**Goal of the exercise:** With the images removed, repeat the data below exactly.

Saved entries:
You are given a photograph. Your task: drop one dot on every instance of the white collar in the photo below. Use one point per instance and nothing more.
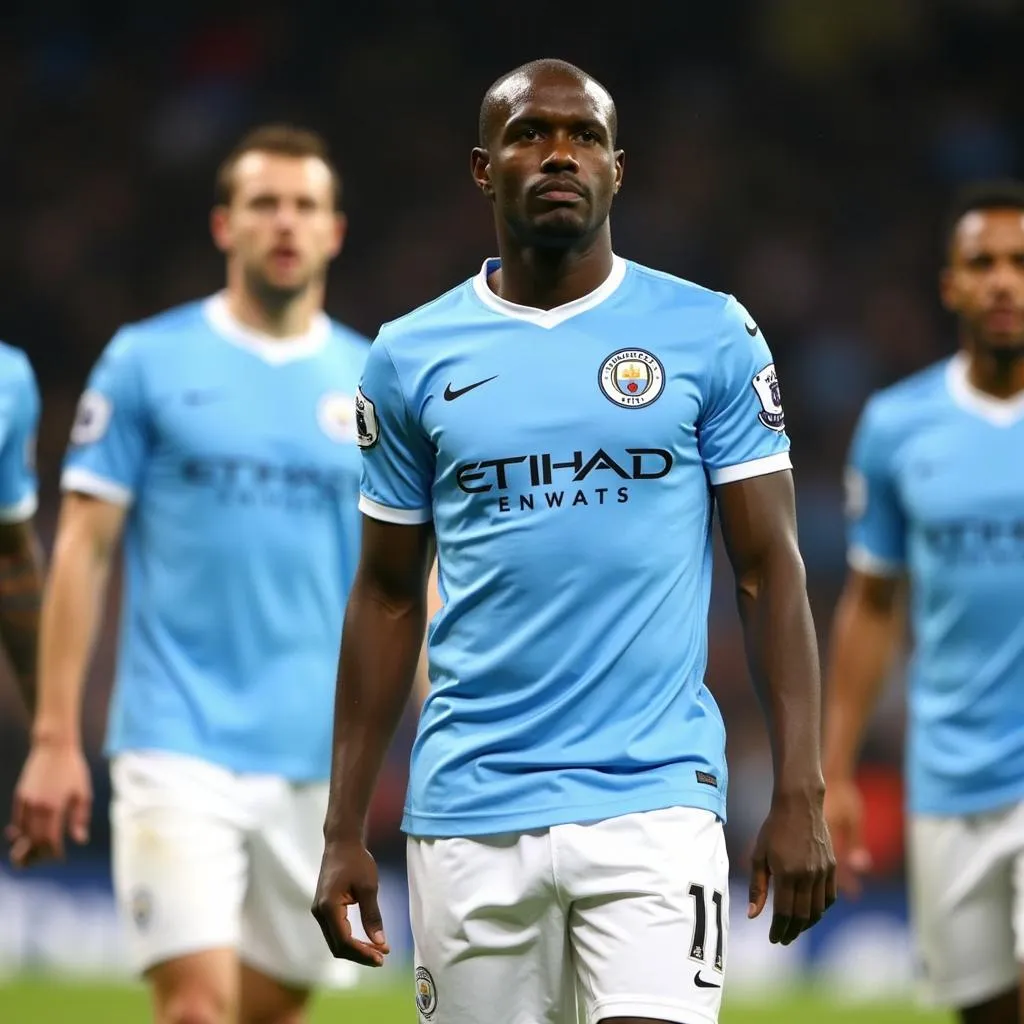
(273, 350)
(999, 412)
(547, 317)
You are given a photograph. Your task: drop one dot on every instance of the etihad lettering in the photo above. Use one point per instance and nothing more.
(544, 469)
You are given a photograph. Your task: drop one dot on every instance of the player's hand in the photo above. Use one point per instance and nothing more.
(794, 850)
(348, 876)
(53, 796)
(845, 816)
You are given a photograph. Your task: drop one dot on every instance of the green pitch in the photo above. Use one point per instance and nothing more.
(60, 1003)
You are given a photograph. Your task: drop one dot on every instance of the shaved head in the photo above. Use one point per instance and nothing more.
(514, 85)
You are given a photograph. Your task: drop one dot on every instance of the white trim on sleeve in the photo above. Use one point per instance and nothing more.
(756, 467)
(25, 509)
(87, 482)
(862, 560)
(402, 517)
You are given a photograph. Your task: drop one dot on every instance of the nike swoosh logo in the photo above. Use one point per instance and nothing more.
(451, 395)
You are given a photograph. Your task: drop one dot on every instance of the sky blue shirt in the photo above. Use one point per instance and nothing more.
(936, 491)
(566, 458)
(237, 460)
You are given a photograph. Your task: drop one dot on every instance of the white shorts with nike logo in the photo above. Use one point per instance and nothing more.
(205, 858)
(627, 916)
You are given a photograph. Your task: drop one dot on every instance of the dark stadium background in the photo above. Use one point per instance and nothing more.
(797, 153)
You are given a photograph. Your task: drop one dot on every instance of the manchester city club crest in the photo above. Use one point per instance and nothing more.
(426, 993)
(632, 378)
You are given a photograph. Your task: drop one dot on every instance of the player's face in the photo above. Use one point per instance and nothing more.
(984, 283)
(551, 168)
(281, 225)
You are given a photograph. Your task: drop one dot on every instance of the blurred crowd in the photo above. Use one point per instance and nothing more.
(796, 153)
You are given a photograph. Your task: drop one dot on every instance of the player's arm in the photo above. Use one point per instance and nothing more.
(380, 649)
(53, 795)
(759, 526)
(423, 669)
(102, 469)
(381, 644)
(744, 450)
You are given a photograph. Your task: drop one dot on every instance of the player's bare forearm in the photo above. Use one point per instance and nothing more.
(73, 601)
(380, 650)
(759, 526)
(867, 624)
(22, 571)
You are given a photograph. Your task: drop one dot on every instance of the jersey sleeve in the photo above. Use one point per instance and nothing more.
(741, 432)
(18, 488)
(110, 435)
(397, 474)
(876, 526)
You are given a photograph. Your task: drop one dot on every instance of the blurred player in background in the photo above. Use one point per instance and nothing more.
(20, 553)
(556, 421)
(219, 437)
(936, 507)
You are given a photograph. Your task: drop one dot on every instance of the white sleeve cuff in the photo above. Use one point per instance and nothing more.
(862, 560)
(401, 517)
(87, 482)
(25, 509)
(756, 467)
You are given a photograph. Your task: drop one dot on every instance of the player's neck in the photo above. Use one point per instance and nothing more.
(546, 278)
(1000, 377)
(289, 318)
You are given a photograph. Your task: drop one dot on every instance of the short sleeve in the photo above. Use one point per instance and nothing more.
(18, 488)
(741, 431)
(876, 526)
(397, 471)
(110, 435)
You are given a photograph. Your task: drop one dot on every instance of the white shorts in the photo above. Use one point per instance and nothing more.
(622, 918)
(205, 858)
(967, 898)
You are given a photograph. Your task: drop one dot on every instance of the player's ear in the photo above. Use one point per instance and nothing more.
(220, 228)
(947, 289)
(340, 230)
(479, 166)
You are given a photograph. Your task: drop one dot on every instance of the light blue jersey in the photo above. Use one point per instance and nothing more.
(565, 458)
(237, 455)
(18, 422)
(936, 491)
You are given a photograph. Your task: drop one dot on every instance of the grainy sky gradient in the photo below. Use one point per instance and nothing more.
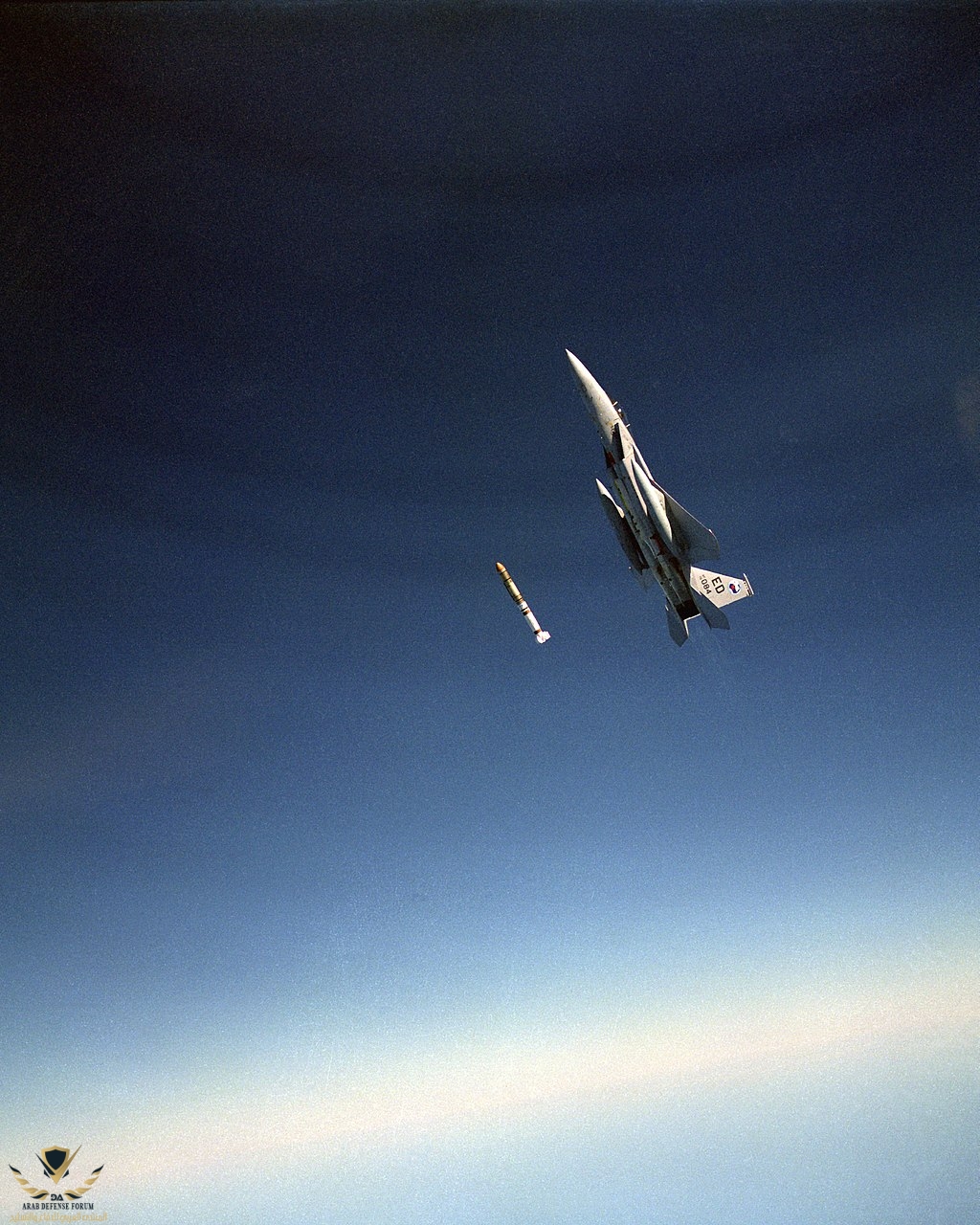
(326, 891)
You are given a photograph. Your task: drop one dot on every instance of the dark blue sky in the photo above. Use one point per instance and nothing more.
(288, 783)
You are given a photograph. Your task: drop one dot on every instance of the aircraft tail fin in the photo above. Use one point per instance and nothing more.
(713, 591)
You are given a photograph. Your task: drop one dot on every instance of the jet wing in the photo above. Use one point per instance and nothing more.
(691, 538)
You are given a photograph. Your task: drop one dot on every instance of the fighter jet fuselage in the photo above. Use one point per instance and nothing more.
(659, 538)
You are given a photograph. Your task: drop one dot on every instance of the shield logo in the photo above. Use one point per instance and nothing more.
(56, 1160)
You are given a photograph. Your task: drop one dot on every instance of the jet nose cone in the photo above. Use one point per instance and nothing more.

**Response to this exercise:**
You are given a photograph. Your task: drop one dot on every instance of the white collar in the photo below. Use one point per instance and nothing more.
(273, 350)
(999, 412)
(547, 317)
You are given a photograph. Your task: drop one dot on every instance of the etihad lettering in the photo above. Use one point per instance and nothing more.
(544, 469)
You are given a photograph. Your task: drop one dot on every instance of the player's hand in the photo above. Use one point per instance and nothing more.
(794, 850)
(348, 876)
(53, 796)
(845, 816)
You are given a photograph. Your task: drop one dot on every instance of the green pitch in the photo above. Use one point per instance and nothing more.
(60, 1003)
You are given a photograph. Your task: drop one dot on every instance of the shaved head in the photo above. Use one point per instance and nothing more.
(514, 85)
You are given a photograph. Your task: drop one dot on every instance of the white trim on sleeve in the photo above. Use one point per instance and nothing more.
(756, 467)
(25, 509)
(87, 482)
(862, 560)
(402, 517)
You are given a photograph. Your task: drop one dot on every instance of the nike swoosh logo in the photo above. Use one point per instance and nothing more.
(451, 395)
You are given a photograph. Your task: drop one dot on every instance of the sky blue shirt in the photo above. Use one point per instance and nothing more.
(936, 491)
(566, 458)
(237, 460)
You are given a photograph. Your task: drop one dot on every instance of the white shorts with nike logo in the photo above. Use one point per instance and nothing more.
(205, 858)
(627, 916)
You are given a photograph. Your task: drop one dot on every instance of the dark stadium background in the photo above. Use one point per instance and nothing more.
(797, 153)
You are given a photograph. Your task: drop one dot on every instance of the manchester city club crest in the photo above. Use one point per instance and nothing more.
(426, 993)
(632, 378)
You are given a photograph. Your task: drop one dot on every instance of the player's face in the photo above. Use one point per instance and nothing more.
(984, 283)
(551, 168)
(281, 225)
You are given a photograph. Your task: drop one dot on every instance of the blurred crowd in the photo above. Use one point per instance and nothing more.
(796, 153)
You are given a photograph. Your task: drop one dot on every instance of the player's arm in the photo above. Use one point per instance and nothing more.
(380, 649)
(53, 795)
(759, 526)
(423, 669)
(102, 469)
(381, 644)
(744, 450)
You are given a photograph. Your task: drop one dot on every instance of the player's bare forearm in the photo above. Use one point per instance and nothing more.
(73, 601)
(380, 650)
(759, 526)
(867, 624)
(22, 571)
You are given a photograph. Your task: drop one dot on every instance of the jersey sleeve in the photo above. Use one point per instance and nothing more.
(741, 432)
(18, 488)
(110, 435)
(397, 474)
(876, 526)
You are given a photograph. Your task: drop one dot on every instance of the blurred player in background in the photo above. Use one point per instance and nothing more.
(20, 553)
(556, 421)
(219, 437)
(936, 507)
You are given a photograph. Your task: drop one dot on every instance of the white sleeve cuff in the photo above. Use one point per instance and nothing more.
(862, 560)
(401, 517)
(87, 482)
(25, 509)
(756, 467)
You are given a photograph. Your task: drop one dot on every instance of the player's neck in the photo above. Use one point per instance and nothing more.
(546, 278)
(1000, 377)
(289, 318)
You are given a photograph. Your task: drop one dot on every instance of the short sleeve in the photo above. Use one point per instance and nothing more.
(18, 488)
(741, 431)
(876, 526)
(397, 471)
(110, 435)
You are given a photograph. Your task: drop one dot on every instance of the white shorts in the photo above. Use one point per instance and nothing more.
(622, 918)
(205, 858)
(967, 898)
You are given a photograph. Your task: drop one dot on every instance of the player's ear in the photo above. Use one point per instance and nothing more.
(220, 228)
(947, 289)
(340, 230)
(479, 166)
You are given a photograph. Your task: drop one dot on every instance of the light blue jersey in the photo above. Use one point per instance and nothing more.
(565, 458)
(237, 455)
(18, 422)
(936, 491)
You are given a photograph. Your task: drop one dot on every instance of the grainy sky gradient in the photo below. Use one point per instance and nothing more.
(326, 891)
You are given a photograph. Your task: drop one dot on every instance of the dark blue sky in the photo above. Use one point per instance and nothing more.
(288, 783)
You are given a photograph. Your task: drop one dot on every instance of the aircraft tail fin in the photo above. Use one point per instance and nothing more.
(713, 591)
You are given a photograph. Your task: drop one dot on every instance of the jet wing in the photo above. Use one point per instance and nothing more.
(691, 538)
You are given a photograph. Your task: drop one dot on every instance of the fighter jet fuselage in the photo above. Use one point per instance and nothing more.
(659, 538)
You are given a photograph. Your task: drop one dot on every instance of the shield logo in the photo above. Use one point per instance and nothing more.
(56, 1160)
You are given a photograph. Your task: drop one dot on every instance of the jet nose cone in the photo above. Use one point per instance and nothing more.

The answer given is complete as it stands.